CPA Supports Democrats’ Effort to Reduce Multinational Profit Shifting and Exploitation of International Corporate Tax System

WASHINGTON — The Coalition for a Prosperous America (CPA) today released a statement on provisions within the House-passed Build Back Better Act (H.R.5376) that seek to resolve multinational tax avoidance that plagues the U.S. Treasury and puts U.S. domestic companies at a significant disadvantage to multinational competitors. Specifically, the reforms in the legislation would change the current international corporate tax system by creating a global minimum rate atop creating a 15% minimum tax on all large companies based on their financial-statement income. This part of the bill represents a positive step towards eliminating the ability of multinational companies to avoid paying U.S. corporate tax by shifting profits or production offshore to tax havens.

“For too long, American companies have been at a distinct disadvantage to multinational corporations that use an army of lawyers and tax accountants to shift profits to tax havens and avoid U.S. taxes,” CPA Chair Zach Mottl said. “Some of these changes to the international corporate tax system will put domestic producers — like my family company, Atlas Tool Works — on a more even playing field as foreign competitors. Importantly, targeted changes address the flaws in the current system that have incentivized the offshoring of profit and production for decades.”

Earlier this month, CPA applauded efforts to reform the U.S. corporate tax system that prohibit tax avoidance through the book tax, a process that allows multinational corporations to report profits to shareholders, but report entirely different profits to the U.S. government.
____________
Decide whether each statement agrees with the press release, and support each yes or no with the deciding words quoted from it. 1. The bill's 15% minimum tax would apply to all large companies based on their financial-statement income. 2. Zach Mottl's family company is Atlas Tool Works. 3. Earlier this month, CPA criticized efforts to reform the U.S. corporate tax system.

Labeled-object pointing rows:
____________
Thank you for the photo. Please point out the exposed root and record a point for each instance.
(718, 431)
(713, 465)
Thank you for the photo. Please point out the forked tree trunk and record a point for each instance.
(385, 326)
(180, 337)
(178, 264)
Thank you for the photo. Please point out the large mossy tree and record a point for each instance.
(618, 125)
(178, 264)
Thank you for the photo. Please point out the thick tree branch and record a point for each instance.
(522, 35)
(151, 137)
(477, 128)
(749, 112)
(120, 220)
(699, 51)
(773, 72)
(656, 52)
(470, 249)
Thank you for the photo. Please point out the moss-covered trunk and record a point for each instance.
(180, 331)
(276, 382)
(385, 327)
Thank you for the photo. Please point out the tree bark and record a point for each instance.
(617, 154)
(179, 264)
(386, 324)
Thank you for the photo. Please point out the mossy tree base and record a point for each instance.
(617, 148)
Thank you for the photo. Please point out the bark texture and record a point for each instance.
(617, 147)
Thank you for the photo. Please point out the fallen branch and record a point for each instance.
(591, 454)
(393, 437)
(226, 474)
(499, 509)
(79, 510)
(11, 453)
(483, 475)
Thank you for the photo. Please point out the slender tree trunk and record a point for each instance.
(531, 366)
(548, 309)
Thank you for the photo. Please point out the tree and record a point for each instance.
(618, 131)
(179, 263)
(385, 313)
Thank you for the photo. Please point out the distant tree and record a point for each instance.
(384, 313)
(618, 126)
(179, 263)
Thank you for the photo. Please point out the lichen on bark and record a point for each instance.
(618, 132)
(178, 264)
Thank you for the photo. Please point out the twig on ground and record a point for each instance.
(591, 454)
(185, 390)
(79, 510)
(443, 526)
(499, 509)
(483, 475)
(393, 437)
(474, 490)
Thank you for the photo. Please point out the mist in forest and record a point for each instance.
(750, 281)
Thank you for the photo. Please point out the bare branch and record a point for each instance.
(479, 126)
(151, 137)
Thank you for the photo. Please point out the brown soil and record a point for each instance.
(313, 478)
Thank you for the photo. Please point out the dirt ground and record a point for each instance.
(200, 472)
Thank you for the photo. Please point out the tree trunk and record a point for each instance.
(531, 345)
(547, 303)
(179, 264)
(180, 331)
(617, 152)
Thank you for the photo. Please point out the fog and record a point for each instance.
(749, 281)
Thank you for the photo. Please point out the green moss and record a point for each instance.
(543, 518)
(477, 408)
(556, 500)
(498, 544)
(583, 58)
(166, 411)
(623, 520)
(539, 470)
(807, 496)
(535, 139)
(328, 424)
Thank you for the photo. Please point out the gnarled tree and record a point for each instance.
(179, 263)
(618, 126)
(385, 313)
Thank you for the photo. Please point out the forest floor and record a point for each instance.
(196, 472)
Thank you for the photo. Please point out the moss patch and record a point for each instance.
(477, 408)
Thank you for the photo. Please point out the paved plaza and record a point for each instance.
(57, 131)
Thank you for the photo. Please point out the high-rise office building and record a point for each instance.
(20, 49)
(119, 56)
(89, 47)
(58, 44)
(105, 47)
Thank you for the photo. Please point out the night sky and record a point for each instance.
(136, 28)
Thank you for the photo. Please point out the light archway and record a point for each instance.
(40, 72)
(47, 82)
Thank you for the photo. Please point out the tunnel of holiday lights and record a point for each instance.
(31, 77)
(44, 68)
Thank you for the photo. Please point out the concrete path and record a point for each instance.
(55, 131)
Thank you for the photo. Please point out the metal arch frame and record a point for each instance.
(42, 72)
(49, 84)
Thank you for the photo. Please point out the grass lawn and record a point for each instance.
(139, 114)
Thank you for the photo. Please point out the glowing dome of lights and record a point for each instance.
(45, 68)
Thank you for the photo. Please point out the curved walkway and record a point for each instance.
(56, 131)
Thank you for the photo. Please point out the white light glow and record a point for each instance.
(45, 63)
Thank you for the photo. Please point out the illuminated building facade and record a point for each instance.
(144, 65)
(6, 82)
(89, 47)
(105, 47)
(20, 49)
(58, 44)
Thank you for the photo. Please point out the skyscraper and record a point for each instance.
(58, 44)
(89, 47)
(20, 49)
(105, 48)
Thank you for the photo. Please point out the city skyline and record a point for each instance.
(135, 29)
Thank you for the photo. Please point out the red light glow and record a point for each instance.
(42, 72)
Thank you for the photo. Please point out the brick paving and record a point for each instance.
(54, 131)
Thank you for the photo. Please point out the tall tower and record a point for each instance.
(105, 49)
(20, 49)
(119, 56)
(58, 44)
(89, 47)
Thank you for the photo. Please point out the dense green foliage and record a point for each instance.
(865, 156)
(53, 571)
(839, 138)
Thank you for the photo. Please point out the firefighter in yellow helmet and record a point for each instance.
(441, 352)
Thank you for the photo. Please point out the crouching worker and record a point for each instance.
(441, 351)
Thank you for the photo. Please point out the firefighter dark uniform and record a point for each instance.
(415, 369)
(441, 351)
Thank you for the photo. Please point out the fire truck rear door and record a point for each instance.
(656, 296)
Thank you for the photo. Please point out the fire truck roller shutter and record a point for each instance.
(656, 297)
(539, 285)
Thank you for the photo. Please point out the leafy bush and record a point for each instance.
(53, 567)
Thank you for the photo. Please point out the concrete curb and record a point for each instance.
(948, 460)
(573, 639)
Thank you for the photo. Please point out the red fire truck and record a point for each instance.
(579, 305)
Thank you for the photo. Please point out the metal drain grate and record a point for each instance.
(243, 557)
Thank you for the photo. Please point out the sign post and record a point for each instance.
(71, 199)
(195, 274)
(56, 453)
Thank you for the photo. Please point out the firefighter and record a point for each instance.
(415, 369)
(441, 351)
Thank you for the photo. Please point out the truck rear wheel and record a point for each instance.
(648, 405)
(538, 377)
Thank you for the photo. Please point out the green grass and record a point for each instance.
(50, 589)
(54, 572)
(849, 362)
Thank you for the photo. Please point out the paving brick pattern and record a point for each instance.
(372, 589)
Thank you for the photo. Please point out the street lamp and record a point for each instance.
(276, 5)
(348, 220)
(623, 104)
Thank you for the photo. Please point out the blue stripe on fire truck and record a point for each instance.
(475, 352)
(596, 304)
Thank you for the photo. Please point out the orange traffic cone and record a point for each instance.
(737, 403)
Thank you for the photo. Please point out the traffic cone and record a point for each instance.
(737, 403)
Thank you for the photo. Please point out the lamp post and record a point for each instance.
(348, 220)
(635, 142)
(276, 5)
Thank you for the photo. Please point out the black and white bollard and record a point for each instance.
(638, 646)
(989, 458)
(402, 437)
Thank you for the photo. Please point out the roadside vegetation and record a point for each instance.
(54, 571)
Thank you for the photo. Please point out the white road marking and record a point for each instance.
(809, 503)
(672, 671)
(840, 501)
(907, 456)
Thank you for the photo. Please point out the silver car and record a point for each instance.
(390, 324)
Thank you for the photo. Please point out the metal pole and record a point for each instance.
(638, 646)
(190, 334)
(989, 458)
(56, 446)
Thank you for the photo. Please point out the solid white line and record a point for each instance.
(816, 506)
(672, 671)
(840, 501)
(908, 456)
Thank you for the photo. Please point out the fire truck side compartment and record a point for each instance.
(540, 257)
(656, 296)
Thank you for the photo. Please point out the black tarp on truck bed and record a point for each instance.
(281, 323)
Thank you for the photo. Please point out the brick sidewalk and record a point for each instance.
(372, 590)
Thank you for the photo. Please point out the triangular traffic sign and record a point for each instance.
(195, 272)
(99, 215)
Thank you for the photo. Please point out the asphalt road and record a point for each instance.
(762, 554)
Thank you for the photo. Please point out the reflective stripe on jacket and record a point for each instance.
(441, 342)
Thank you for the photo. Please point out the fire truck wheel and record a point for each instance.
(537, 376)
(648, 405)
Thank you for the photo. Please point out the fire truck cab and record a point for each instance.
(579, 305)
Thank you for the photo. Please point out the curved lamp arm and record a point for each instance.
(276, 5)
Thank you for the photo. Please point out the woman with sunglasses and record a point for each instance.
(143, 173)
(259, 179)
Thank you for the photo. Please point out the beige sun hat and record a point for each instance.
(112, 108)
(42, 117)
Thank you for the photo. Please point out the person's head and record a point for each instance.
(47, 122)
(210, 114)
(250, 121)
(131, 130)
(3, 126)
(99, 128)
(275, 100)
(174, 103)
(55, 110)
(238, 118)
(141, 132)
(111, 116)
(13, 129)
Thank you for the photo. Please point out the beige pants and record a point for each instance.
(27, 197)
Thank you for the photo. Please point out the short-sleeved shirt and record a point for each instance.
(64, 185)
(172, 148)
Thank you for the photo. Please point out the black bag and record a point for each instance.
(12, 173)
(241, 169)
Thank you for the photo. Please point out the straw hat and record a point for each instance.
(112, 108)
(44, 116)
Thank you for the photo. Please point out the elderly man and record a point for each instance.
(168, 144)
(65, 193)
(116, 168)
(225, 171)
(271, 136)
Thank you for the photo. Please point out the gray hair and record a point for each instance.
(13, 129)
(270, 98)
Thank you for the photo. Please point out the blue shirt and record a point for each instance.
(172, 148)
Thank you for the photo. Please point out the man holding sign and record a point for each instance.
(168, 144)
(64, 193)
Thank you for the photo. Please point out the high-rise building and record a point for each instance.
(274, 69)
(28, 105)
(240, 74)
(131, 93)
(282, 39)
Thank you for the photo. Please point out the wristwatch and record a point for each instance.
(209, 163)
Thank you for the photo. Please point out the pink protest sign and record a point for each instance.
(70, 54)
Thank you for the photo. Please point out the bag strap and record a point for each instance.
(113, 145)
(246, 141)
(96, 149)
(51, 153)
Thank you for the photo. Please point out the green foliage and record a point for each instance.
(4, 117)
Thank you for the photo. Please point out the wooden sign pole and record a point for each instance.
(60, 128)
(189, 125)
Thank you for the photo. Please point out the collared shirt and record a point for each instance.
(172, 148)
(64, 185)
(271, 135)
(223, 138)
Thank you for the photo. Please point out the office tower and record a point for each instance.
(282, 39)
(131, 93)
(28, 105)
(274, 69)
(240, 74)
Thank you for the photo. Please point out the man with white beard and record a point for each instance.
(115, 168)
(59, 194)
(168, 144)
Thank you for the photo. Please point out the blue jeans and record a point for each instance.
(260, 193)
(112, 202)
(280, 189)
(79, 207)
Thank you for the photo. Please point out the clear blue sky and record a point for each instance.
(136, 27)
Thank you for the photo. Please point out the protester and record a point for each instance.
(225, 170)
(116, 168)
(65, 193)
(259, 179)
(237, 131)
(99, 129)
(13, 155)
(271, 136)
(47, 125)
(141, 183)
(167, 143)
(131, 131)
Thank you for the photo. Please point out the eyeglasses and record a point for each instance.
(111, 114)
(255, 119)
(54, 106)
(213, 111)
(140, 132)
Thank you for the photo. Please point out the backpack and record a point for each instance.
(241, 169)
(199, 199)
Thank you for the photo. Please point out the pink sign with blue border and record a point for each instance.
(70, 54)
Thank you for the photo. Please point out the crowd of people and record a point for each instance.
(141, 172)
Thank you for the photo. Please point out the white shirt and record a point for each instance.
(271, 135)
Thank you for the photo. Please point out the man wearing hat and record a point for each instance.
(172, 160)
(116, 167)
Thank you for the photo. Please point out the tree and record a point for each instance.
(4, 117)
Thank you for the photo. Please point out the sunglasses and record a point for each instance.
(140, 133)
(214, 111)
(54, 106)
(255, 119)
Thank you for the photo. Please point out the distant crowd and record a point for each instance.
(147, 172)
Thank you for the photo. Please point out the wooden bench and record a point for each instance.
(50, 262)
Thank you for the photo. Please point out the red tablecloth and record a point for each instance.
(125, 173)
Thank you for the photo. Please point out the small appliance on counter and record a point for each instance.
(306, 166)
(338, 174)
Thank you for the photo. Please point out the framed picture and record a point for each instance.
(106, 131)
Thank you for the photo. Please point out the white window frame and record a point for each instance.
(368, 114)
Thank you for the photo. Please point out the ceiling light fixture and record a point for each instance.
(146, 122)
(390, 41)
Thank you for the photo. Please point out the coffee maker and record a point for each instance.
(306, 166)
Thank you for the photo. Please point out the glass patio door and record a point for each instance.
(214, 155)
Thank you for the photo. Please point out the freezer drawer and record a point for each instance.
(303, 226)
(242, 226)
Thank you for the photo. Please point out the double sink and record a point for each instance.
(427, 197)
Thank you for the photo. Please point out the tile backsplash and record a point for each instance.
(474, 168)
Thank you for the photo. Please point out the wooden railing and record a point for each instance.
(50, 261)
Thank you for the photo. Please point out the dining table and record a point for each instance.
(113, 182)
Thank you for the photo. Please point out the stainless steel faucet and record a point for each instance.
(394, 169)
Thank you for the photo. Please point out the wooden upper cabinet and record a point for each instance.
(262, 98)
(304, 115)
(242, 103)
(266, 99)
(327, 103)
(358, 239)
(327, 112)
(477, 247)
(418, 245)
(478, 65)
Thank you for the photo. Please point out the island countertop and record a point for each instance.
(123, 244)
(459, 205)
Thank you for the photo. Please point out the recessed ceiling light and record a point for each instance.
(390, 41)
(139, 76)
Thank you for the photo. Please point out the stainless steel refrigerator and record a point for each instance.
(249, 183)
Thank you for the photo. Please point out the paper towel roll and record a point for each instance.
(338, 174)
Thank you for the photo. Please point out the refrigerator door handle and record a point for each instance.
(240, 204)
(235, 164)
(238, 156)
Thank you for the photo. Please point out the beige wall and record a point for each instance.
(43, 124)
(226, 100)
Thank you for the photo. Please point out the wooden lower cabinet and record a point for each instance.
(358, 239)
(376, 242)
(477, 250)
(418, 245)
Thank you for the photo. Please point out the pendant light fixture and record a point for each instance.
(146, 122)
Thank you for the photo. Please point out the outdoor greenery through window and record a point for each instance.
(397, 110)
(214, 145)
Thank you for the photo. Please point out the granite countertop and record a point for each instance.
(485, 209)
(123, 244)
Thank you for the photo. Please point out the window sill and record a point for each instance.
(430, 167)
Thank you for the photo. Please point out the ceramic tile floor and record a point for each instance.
____________
**The completed task**
1. Yes: "creating a 15% minimum tax on all large companies based on their financial-statement income"
2. Yes: "like my family company, Atlas Tool Works"
3. No: "Earlier this month, CPA applauded efforts to reform the U.S. corporate tax system"